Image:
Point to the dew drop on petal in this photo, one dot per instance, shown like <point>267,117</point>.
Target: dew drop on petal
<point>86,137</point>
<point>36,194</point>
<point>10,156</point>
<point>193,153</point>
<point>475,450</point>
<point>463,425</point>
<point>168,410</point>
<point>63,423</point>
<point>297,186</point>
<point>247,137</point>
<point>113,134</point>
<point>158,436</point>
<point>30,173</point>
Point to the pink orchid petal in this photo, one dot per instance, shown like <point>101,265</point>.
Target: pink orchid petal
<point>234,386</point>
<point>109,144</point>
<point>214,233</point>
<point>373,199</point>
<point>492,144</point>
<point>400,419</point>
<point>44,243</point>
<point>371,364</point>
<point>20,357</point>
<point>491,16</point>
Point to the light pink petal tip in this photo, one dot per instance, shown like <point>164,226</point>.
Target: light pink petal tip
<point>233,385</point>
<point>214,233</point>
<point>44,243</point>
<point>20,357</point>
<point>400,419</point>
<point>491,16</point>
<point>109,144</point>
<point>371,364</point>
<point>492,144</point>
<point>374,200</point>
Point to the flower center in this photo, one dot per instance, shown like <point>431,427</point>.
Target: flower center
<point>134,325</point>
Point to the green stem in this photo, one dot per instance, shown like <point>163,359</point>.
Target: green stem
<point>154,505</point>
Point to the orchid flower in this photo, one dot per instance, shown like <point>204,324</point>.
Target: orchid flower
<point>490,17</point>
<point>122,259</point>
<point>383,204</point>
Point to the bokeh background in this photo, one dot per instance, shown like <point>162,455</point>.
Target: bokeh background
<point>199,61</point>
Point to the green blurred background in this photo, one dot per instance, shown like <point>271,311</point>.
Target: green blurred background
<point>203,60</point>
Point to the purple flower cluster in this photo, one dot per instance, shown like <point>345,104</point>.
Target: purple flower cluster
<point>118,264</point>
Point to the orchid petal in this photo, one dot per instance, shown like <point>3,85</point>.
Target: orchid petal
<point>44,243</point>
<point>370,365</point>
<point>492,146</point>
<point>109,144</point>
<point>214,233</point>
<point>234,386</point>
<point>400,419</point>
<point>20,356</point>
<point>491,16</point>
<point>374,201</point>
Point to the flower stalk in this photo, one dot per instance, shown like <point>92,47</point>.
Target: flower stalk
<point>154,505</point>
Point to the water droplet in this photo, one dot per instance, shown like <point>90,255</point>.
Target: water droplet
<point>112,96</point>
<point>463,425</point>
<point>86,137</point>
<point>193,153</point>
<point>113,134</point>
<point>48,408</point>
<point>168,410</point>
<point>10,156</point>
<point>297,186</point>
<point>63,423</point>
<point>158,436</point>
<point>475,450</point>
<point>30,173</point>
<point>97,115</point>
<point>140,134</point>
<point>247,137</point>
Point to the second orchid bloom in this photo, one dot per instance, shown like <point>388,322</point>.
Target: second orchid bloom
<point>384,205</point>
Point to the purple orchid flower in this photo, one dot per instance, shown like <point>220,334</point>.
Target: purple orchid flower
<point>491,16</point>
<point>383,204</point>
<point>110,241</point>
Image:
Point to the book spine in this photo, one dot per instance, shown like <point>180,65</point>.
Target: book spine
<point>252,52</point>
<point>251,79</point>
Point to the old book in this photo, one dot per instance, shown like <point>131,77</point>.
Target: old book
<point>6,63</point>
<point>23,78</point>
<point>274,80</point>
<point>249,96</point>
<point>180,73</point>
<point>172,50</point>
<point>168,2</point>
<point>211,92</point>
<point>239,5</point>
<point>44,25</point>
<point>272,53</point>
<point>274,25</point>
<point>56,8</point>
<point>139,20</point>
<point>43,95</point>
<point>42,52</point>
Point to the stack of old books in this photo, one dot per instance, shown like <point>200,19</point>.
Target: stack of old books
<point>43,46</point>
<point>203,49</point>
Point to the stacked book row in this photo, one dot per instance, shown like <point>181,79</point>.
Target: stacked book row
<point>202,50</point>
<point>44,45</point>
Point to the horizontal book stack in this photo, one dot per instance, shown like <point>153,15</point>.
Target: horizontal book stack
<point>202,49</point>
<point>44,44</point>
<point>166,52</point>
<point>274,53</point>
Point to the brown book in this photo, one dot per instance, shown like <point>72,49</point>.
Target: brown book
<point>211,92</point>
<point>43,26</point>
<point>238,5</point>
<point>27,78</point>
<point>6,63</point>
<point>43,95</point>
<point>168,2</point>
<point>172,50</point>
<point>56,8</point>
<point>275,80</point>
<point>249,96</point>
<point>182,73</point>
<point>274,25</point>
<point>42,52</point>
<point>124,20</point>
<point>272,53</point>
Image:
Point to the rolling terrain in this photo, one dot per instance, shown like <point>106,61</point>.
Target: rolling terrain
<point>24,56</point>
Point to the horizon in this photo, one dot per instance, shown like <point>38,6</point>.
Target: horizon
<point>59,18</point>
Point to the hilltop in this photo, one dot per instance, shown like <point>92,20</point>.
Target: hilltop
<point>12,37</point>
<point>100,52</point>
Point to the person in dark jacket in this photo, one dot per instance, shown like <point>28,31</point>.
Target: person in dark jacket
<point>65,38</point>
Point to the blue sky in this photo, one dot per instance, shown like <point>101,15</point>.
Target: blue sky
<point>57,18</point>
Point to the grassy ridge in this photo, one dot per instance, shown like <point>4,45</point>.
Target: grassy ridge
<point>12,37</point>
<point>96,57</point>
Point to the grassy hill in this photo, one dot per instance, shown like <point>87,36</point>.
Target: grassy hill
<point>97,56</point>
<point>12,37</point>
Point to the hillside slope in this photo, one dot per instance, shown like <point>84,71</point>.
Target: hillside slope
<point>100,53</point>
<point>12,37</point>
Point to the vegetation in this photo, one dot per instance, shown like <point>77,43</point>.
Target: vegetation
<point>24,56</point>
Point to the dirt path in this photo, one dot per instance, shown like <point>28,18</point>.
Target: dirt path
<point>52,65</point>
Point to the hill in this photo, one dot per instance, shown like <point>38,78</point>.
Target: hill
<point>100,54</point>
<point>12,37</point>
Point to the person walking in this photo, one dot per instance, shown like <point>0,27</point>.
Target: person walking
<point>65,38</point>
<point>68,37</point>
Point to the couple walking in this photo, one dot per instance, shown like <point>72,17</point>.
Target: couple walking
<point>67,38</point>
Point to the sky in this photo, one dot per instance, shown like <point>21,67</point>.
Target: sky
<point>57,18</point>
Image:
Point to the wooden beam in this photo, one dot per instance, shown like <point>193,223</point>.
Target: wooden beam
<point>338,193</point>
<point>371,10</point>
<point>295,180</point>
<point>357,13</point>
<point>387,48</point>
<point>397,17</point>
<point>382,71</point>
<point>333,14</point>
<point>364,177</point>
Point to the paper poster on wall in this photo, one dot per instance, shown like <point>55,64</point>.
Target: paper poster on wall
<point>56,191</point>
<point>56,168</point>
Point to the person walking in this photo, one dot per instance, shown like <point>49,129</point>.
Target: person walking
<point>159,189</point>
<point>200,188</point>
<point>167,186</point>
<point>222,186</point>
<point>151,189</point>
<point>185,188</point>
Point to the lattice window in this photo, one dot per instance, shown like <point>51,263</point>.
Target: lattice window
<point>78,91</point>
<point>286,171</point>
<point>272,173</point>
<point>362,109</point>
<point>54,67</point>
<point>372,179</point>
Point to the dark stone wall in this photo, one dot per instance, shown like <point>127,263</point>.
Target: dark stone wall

========================================

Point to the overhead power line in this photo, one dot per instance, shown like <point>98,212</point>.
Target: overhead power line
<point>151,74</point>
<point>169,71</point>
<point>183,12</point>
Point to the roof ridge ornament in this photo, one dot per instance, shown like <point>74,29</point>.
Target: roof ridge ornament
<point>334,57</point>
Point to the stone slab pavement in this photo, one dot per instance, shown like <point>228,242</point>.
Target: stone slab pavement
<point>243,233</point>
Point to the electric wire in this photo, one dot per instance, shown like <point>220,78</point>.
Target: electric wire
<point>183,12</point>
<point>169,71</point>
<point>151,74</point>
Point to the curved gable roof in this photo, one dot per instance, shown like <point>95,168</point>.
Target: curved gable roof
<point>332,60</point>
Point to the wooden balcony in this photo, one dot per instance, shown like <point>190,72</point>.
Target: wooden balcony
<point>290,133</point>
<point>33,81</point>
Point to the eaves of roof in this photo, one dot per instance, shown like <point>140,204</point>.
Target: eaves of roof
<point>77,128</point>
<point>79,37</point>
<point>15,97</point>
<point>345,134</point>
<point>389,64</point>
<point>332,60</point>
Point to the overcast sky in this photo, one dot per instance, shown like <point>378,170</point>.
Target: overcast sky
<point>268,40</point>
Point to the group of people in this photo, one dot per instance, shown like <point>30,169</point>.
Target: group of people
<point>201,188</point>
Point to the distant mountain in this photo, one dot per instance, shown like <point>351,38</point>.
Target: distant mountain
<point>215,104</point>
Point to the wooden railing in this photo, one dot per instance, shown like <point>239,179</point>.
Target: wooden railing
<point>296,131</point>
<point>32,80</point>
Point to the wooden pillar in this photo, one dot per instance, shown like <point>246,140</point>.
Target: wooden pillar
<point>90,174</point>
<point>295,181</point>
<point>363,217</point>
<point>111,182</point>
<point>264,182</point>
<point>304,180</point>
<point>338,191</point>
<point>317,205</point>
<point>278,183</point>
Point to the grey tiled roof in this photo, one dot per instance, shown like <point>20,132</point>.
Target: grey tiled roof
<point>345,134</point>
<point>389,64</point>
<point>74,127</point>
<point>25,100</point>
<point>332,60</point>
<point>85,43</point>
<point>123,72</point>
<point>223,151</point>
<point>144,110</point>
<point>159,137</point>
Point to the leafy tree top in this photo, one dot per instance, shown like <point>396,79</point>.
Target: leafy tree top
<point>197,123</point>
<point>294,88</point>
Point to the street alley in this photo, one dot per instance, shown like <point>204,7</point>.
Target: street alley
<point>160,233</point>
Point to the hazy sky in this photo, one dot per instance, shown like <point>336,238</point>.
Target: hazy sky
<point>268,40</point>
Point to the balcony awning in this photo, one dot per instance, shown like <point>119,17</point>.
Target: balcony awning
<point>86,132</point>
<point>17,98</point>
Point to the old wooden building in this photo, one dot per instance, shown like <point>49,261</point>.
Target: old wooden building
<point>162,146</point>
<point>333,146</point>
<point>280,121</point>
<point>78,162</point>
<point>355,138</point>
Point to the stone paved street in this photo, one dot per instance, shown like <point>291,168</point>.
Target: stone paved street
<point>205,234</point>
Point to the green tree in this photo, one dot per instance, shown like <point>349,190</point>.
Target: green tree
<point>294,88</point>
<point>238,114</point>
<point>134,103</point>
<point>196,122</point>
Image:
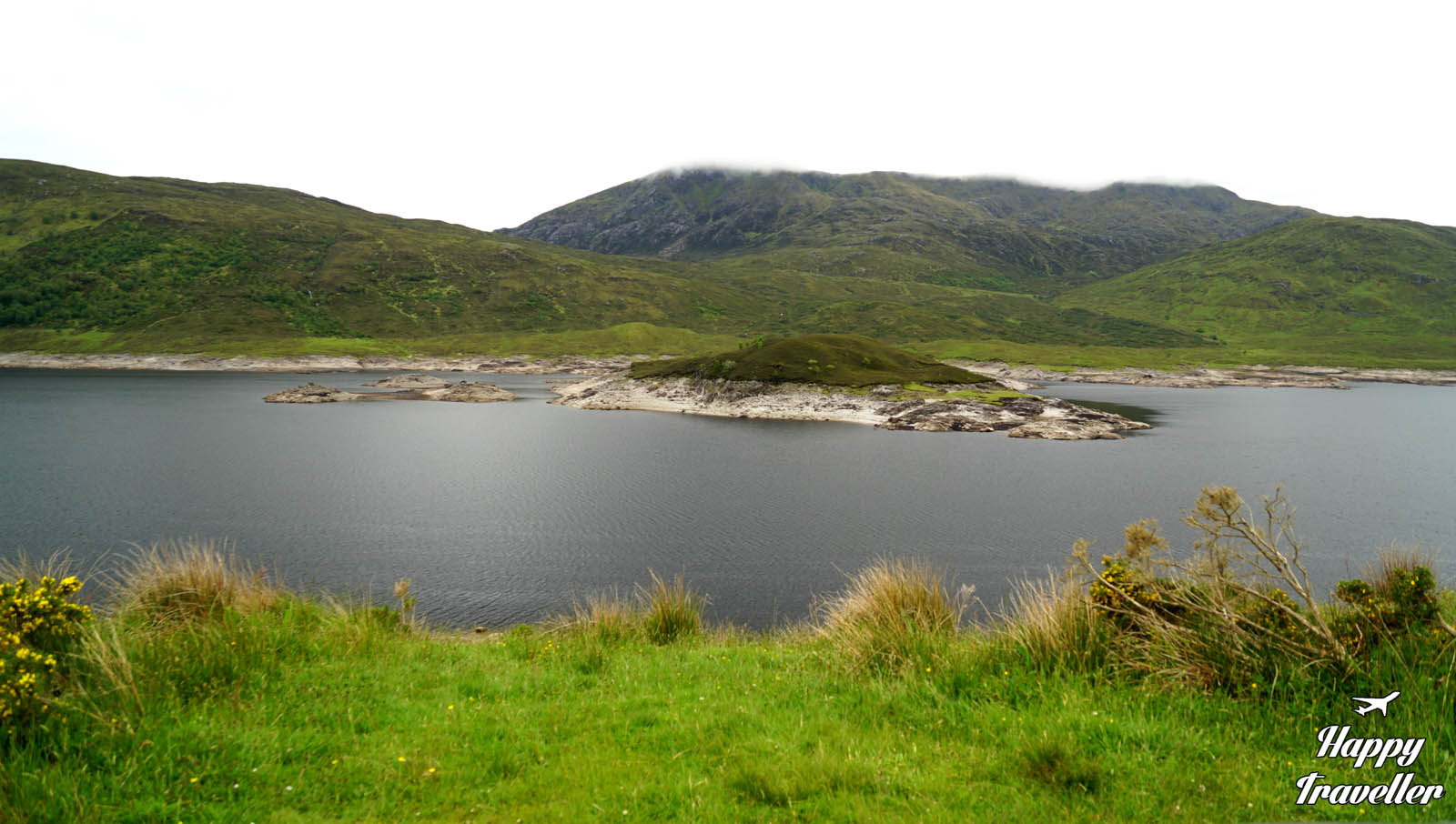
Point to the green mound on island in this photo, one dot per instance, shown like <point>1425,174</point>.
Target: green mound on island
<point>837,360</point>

========================================

> [課題]
上の一覧のうち、「Point to the stacked」を含む行から始まり「<point>96,57</point>」を含む行で終わる範囲を、両端の行も含めて一字も変えずに書き写すこと。それ以外の行は書かないこと。

> [解答]
Point to the stacked book row in this photo, one dot per instance, shown like <point>181,79</point>.
Target: stacked book row
<point>202,50</point>
<point>44,45</point>
Point to the horizontal book stack in this photo, one dot per instance, shown like <point>153,15</point>.
Target: horizontal book stack
<point>202,49</point>
<point>44,44</point>
<point>166,52</point>
<point>274,53</point>
Point to the brown book in this photo, one dot per instance, shown like <point>72,49</point>.
Target: brown book
<point>211,92</point>
<point>43,26</point>
<point>238,5</point>
<point>27,78</point>
<point>6,63</point>
<point>43,95</point>
<point>168,2</point>
<point>172,50</point>
<point>56,8</point>
<point>275,80</point>
<point>249,96</point>
<point>182,73</point>
<point>274,25</point>
<point>42,52</point>
<point>124,20</point>
<point>272,53</point>
Image:
Point to the rolling terrain in this photo, one dot per instance, shown like <point>106,61</point>.
Target: rolling terrain
<point>24,56</point>
Point to the horizon in this photo, one dot per instance, shown like <point>38,6</point>.
Target: horizon
<point>59,18</point>
Point to the hilltop in this photo, one dot per instance, shown like <point>92,20</point>.
Target: hilltop
<point>12,37</point>
<point>100,52</point>
Point to the person in dark jacket in this photo, one dot per instance, shown like <point>28,31</point>.
Target: person in dark jacket
<point>65,38</point>
Point to the blue sky in this photo, one dot per instance, shown like <point>101,15</point>.
Target: blue sky
<point>57,18</point>
Point to the grassy ridge in this photo, one dot per instance, shown like <point>4,45</point>.
Target: grassy ridge
<point>12,37</point>
<point>96,57</point>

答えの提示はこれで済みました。